_VORLIEGENDER TEXT_.
<<<<
Roths Einsatz für Kollegen, die zumeist noch viel schlechter verdienten als er, weitet die Sicht auf eine größere Gruppe von Autoren; Roth wird in seinem sozialen Engagement nicht als Einzelperson, sondern als Teil einer Gruppe, eines Netzwerks der Hilfe, der Information, des für einander Arbeit Suchens erkennbar.
Gleichzeitig können Formen der Forschung zu Roths Leben und Arbeit entdeckt werden; Dokumente aus der wissenschaftlichen Beschäftigung kurz nach dem Krieg zeigen verschiedene Vorgangsweisen. Einerseits war viel Wissen um Roth durch den Nationalsozialismus und den Krieg verschüttet, andererseits lebten noch zahlreiche seiner Bekannten und Freunde. Diese wurden in den 1950er und 1960er Jahren brieflich und in Gesprächen befragt; langsam fanden Forscher die zahlreichen verstreuten Publikationen Roths wieder - oft in mühsamer Kleinarbeit ohne EDV und ohne einfache Kopiermöglichkeiten. Insbesondere sind die Vorarbeiten für eine Dissertation der Österreicherin Senta Zeidler/Lughofer und die Materialiensammlung des amerikanischen Germanisten David Bronsen richtungweisend, die - im zweiten Fall - zu einer bis heute maßgebenden Monografie über Roth führten.
>>>>
_Beschriftungen für Objektpunkte_.
<<<<
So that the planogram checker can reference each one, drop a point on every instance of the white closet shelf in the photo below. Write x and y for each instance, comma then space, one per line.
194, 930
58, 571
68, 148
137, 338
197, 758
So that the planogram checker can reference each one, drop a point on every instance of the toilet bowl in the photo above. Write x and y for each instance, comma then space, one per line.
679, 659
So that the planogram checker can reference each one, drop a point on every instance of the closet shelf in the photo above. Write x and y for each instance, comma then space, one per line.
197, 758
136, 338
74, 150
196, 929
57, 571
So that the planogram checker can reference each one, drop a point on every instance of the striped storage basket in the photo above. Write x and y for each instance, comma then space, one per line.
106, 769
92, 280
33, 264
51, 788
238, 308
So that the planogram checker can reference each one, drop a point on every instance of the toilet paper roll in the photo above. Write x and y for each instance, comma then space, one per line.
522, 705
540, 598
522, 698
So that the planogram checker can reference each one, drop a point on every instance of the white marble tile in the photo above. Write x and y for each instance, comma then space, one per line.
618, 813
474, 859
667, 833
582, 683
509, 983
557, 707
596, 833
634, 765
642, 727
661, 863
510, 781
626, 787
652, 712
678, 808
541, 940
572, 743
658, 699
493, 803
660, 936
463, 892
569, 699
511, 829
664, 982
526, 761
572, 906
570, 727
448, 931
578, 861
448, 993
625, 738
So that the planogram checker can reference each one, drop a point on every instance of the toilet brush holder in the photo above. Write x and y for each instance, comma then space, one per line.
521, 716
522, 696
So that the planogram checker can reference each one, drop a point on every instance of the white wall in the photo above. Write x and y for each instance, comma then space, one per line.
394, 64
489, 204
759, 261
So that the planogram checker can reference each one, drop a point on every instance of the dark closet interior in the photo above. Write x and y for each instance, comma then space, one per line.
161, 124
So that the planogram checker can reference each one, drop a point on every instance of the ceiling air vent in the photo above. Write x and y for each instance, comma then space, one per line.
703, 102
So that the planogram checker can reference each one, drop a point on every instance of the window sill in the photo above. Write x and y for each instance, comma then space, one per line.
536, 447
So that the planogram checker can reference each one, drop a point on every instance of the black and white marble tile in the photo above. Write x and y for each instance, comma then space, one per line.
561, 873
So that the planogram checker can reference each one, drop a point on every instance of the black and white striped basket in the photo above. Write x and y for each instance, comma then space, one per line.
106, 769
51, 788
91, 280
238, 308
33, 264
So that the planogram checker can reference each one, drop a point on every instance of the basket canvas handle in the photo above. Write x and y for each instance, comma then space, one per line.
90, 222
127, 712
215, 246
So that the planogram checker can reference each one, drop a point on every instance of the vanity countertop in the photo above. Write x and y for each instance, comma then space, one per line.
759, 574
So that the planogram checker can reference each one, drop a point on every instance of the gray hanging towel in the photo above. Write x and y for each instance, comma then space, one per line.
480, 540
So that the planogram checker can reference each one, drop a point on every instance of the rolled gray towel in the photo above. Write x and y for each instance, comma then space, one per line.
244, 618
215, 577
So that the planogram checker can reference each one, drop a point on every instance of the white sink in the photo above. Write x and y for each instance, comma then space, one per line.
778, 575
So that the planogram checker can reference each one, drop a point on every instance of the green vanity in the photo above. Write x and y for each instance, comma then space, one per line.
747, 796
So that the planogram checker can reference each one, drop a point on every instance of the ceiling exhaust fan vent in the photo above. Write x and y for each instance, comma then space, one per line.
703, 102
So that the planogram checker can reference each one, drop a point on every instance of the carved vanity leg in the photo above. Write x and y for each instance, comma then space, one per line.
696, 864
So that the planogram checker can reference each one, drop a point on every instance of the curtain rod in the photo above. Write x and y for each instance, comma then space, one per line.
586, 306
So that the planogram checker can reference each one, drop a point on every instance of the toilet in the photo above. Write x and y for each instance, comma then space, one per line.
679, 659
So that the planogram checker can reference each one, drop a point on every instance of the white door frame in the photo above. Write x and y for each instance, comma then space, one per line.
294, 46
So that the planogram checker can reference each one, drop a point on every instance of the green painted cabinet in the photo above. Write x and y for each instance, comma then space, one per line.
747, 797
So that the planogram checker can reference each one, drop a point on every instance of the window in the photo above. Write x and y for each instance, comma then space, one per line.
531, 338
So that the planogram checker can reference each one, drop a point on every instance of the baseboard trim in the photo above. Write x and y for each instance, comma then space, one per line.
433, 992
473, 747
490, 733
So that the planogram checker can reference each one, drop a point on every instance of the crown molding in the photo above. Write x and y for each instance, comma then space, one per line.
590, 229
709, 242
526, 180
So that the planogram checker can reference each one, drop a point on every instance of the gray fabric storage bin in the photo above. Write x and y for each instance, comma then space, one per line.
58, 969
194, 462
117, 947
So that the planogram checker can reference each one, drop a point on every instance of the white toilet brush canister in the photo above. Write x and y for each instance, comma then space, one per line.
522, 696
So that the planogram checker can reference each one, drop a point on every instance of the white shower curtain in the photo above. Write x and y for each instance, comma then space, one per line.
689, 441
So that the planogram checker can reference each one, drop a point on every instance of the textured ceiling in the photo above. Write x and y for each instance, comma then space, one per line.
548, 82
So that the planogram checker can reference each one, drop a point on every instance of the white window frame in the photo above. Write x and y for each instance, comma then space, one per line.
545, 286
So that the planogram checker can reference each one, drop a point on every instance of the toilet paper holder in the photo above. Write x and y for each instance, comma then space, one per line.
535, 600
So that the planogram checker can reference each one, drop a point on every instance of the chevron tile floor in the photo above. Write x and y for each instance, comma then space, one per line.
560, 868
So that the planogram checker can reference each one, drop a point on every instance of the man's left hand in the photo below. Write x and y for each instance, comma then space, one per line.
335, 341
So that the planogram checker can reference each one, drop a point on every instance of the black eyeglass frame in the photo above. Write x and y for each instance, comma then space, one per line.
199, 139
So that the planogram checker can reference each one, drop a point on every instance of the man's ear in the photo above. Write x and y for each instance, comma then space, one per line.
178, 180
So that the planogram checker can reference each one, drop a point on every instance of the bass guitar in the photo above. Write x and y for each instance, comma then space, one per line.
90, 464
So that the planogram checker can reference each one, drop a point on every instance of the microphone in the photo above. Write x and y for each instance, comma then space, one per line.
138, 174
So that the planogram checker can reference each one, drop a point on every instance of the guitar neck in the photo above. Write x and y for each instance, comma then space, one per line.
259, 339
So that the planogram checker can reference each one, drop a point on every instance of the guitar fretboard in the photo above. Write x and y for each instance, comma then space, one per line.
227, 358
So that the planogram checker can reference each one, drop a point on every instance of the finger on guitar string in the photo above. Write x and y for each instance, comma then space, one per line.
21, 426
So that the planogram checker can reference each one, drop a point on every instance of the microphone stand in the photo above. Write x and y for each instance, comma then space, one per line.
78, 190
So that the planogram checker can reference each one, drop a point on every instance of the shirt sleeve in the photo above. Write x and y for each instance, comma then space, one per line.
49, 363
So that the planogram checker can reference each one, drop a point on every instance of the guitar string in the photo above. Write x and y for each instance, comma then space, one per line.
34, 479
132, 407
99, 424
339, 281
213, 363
>>>>
_AUFGABEN_.
A) Gib jede Zeile der Datensätze aus, in der das Wort „basket“ vorkommt.
B) Nimm den Text über die Forschung zu Roth dort wieder auf, wo er aufhört, und schreib ihn weiter.
Text und Datensätze haben nichts miteinander zu tun.

_ANTWORTEN_.
A)
So that the planogram checker can reference each one, drop a point on every instance of the striped storage basket in the photo above. Write x and y for each instance, comma then space, one per line.
So that the planogram checker can reference each one, drop a point on every instance of the black and white striped basket in the photo above. Write x and y for each instance, comma then space, one per line.
So that the planogram checker can reference each one, drop a point on every instance of the basket canvas handle in the photo above. Write x and y for each instance, comma then space, one per line.

B)
Heute ist es spannend, diese Quellen - insbesondere die brieflichen und mündlichen Auskünfte - zu vergleichen und nebeneinander zu stellen; zahlreiche oft voneinander abweichende Erinnerungen erschießen neue Erkenntnisse und verbreitern das Bild des historischen Geschehens.